PROBLEM: A complete, exact copy of the records is needed here.

GIVEN ENTRIES:

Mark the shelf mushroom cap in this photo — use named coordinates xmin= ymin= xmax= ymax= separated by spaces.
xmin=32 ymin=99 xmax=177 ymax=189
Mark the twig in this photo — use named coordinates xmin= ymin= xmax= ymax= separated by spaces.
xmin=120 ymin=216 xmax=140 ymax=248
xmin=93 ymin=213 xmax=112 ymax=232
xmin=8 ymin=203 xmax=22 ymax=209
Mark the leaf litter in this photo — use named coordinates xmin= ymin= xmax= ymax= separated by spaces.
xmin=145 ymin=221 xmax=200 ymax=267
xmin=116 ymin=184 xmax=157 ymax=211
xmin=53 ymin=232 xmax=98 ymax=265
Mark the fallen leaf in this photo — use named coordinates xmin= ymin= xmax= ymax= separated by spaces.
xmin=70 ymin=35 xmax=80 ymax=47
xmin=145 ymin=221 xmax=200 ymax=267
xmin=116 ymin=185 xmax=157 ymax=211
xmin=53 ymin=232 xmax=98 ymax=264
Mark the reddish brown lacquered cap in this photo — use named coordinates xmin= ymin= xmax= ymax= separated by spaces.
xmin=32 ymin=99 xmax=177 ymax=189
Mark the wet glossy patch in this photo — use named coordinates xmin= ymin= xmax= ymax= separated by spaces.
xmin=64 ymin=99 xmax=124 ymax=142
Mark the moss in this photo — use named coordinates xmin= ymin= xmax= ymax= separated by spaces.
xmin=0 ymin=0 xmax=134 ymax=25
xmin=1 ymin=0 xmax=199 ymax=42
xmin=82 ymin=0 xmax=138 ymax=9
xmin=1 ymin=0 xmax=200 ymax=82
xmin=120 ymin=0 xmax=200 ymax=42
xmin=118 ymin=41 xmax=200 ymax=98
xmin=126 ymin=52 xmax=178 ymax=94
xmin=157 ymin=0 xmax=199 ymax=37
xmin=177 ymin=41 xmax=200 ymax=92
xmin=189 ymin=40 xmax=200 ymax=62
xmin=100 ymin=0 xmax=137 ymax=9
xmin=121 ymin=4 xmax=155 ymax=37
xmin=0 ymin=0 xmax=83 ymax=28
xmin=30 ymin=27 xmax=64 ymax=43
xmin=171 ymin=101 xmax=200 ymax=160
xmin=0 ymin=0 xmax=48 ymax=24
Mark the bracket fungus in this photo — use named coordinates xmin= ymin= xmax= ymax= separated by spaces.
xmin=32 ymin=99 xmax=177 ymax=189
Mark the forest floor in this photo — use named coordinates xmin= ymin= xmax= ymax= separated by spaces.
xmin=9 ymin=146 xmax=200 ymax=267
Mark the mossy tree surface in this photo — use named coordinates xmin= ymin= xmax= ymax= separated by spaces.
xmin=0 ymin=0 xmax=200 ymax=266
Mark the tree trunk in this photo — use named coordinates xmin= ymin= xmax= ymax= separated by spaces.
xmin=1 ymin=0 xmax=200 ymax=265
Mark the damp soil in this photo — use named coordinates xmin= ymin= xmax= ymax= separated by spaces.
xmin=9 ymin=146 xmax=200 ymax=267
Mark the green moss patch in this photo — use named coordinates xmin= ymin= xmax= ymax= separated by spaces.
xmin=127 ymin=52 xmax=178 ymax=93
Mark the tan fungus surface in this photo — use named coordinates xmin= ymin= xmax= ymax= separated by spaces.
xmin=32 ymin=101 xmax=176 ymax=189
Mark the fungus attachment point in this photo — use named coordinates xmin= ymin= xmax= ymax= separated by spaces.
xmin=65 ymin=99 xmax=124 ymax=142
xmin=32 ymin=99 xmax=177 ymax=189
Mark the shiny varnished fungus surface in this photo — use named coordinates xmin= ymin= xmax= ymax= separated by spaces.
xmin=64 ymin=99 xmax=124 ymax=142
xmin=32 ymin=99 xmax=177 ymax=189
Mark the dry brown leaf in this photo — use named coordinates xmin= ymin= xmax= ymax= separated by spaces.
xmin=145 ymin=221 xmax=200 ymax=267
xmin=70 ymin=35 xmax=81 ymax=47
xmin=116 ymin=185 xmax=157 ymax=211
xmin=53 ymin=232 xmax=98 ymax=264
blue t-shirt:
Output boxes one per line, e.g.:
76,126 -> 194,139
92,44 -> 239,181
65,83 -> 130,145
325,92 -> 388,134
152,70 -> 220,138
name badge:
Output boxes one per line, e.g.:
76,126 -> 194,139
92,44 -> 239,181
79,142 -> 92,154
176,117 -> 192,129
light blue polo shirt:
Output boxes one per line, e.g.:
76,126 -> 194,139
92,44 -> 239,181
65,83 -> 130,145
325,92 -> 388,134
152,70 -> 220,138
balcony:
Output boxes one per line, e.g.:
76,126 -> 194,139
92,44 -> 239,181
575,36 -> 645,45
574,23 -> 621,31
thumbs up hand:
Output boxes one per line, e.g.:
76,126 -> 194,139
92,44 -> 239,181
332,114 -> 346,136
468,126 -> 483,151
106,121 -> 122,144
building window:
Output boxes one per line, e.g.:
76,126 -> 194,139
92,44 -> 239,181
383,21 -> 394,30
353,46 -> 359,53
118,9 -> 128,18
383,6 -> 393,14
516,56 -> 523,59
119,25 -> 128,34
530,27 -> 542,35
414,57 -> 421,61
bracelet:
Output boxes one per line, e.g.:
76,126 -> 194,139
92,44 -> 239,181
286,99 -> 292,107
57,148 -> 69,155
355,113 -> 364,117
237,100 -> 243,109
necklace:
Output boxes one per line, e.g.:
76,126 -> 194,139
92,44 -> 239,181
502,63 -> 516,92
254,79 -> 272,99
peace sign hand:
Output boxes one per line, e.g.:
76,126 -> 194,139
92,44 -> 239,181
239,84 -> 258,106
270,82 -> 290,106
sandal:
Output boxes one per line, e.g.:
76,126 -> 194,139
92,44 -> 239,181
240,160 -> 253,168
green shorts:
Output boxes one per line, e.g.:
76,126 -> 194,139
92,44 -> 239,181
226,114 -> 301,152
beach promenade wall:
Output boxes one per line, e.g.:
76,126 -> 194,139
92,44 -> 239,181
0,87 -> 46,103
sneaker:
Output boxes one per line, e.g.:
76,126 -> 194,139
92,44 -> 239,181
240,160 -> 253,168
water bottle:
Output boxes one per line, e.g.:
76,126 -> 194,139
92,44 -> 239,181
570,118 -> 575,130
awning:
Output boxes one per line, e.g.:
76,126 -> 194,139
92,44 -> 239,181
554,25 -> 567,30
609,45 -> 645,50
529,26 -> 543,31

SOLUTION:
Mark the shelf mushroom cap in this photo — use named coordinates xmin= ymin= xmax= ymax= separated by spaces.
xmin=32 ymin=99 xmax=177 ymax=189
Mark the twig in this photo — use named coordinates xmin= ymin= xmax= ymax= separated by spaces.
xmin=120 ymin=216 xmax=140 ymax=248
xmin=93 ymin=213 xmax=112 ymax=232
xmin=8 ymin=203 xmax=22 ymax=209
Mark the leaf litter in this photo — use named coordinates xmin= ymin= xmax= ymax= separated by spaces.
xmin=145 ymin=221 xmax=200 ymax=267
xmin=116 ymin=184 xmax=157 ymax=211
xmin=53 ymin=232 xmax=98 ymax=265
Mark the fallen leaf in this photo — use named coordinates xmin= ymin= xmax= ymax= separated by spaces.
xmin=70 ymin=35 xmax=80 ymax=47
xmin=145 ymin=221 xmax=200 ymax=267
xmin=116 ymin=185 xmax=157 ymax=211
xmin=53 ymin=232 xmax=98 ymax=264
Mark the reddish brown lacquered cap in this photo — use named coordinates xmin= ymin= xmax= ymax= separated by spaces.
xmin=32 ymin=99 xmax=177 ymax=189
Mark the wet glossy patch in this photo — use named coordinates xmin= ymin= xmax= ymax= separated by spaces.
xmin=64 ymin=99 xmax=124 ymax=142
Mark the moss in this photo — use named coordinates xmin= ymin= xmax= ymax= separated by spaces.
xmin=0 ymin=0 xmax=134 ymax=25
xmin=1 ymin=0 xmax=199 ymax=42
xmin=82 ymin=0 xmax=138 ymax=9
xmin=1 ymin=0 xmax=200 ymax=82
xmin=120 ymin=0 xmax=200 ymax=42
xmin=118 ymin=41 xmax=200 ymax=98
xmin=126 ymin=52 xmax=178 ymax=94
xmin=157 ymin=0 xmax=199 ymax=37
xmin=177 ymin=41 xmax=200 ymax=92
xmin=189 ymin=40 xmax=200 ymax=62
xmin=100 ymin=0 xmax=137 ymax=9
xmin=121 ymin=4 xmax=155 ymax=37
xmin=0 ymin=0 xmax=83 ymax=28
xmin=30 ymin=27 xmax=64 ymax=43
xmin=171 ymin=101 xmax=200 ymax=160
xmin=0 ymin=0 xmax=48 ymax=24
Mark the bracket fungus in this photo — use named coordinates xmin= ymin= xmax= ymax= separated by spaces.
xmin=32 ymin=99 xmax=177 ymax=189
Mark the forest floor in this photo — use named coordinates xmin= ymin= xmax= ymax= separated by spaces.
xmin=9 ymin=146 xmax=200 ymax=267
Mark the mossy tree surface in this photo — use named coordinates xmin= ymin= xmax= ymax= separated by spaces.
xmin=0 ymin=0 xmax=200 ymax=266
Mark the tree trunk in this photo — use named coordinates xmin= ymin= xmax= ymax= separated by spaces.
xmin=1 ymin=0 xmax=200 ymax=265
Mark the damp soil in this photo — use named coordinates xmin= ymin= xmax= ymax= separated by spaces.
xmin=9 ymin=146 xmax=200 ymax=267
Mark the green moss patch in this photo — use named coordinates xmin= ymin= xmax= ymax= separated by spaces.
xmin=127 ymin=52 xmax=178 ymax=93
Mark the tan fungus surface in this photo — use named coordinates xmin= ymin= xmax= ymax= separated by spaces.
xmin=32 ymin=101 xmax=176 ymax=189
Mark the fungus attachment point in this photo — use named coordinates xmin= ymin= xmax= ymax= separated by spaces.
xmin=65 ymin=99 xmax=124 ymax=142
xmin=32 ymin=99 xmax=177 ymax=189
Mark the shiny varnished fungus surface in this photo — use named coordinates xmin= ymin= xmax= ymax= separated by spaces.
xmin=64 ymin=99 xmax=124 ymax=142
xmin=32 ymin=99 xmax=177 ymax=189
Mark the dry brown leaf in this photo — use named coordinates xmin= ymin= xmax= ymax= separated by spaces.
xmin=145 ymin=221 xmax=200 ymax=267
xmin=70 ymin=35 xmax=81 ymax=47
xmin=116 ymin=185 xmax=157 ymax=211
xmin=53 ymin=232 xmax=98 ymax=264
blue t-shirt:
Output boxes one per line, e.g.:
76,126 -> 194,139
92,44 -> 239,181
65,83 -> 130,145
325,92 -> 388,134
152,70 -> 220,138
name badge:
Output boxes one per line, e.g.:
76,126 -> 194,139
92,44 -> 239,181
79,142 -> 92,154
176,117 -> 192,129
light blue polo shirt:
Output boxes one per line, e.g.:
76,126 -> 194,139
92,44 -> 239,181
65,83 -> 130,145
325,92 -> 388,134
152,70 -> 220,138
balcony:
Output boxes one per line, e.g.:
76,126 -> 194,139
92,44 -> 239,181
575,36 -> 645,45
574,23 -> 621,31
thumbs up hand:
Output boxes one per line, e.g.:
76,126 -> 194,139
92,44 -> 239,181
332,114 -> 346,136
468,126 -> 483,151
106,121 -> 122,144
building window:
Output boxes one per line, e.g.:
76,126 -> 194,139
92,44 -> 239,181
383,21 -> 394,30
353,46 -> 359,53
118,9 -> 128,18
383,6 -> 393,14
516,56 -> 523,59
119,25 -> 128,34
530,27 -> 542,35
414,57 -> 421,61
bracelet:
Output boxes one per line, e.g.:
76,126 -> 194,139
92,44 -> 239,181
286,99 -> 292,107
57,148 -> 69,155
355,113 -> 364,117
237,100 -> 243,109
necklace:
Output boxes one per line, e.g.:
76,126 -> 194,139
92,44 -> 239,181
502,63 -> 516,92
254,79 -> 272,99
peace sign hand:
Output boxes one per line, e.g.:
76,126 -> 194,139
92,44 -> 239,181
239,84 -> 258,106
270,82 -> 290,106
sandal:
Output boxes one per line, e.g.:
76,126 -> 194,139
92,44 -> 239,181
240,160 -> 253,168
green shorts:
Output boxes one per line, e.g.:
76,126 -> 194,139
92,44 -> 239,181
226,114 -> 301,152
beach promenade wall:
Output boxes one per line, e.g.:
76,126 -> 194,139
92,44 -> 239,181
0,87 -> 46,103
sneaker:
Output boxes one per line, e.g.:
76,126 -> 194,139
92,44 -> 239,181
240,160 -> 253,168
water bottle:
Output boxes one per line, e.g.:
76,126 -> 194,139
92,44 -> 239,181
570,118 -> 575,130
awning:
Output boxes one per line, e.g.:
76,126 -> 194,139
92,44 -> 239,181
554,25 -> 567,30
609,45 -> 645,50
529,26 -> 543,31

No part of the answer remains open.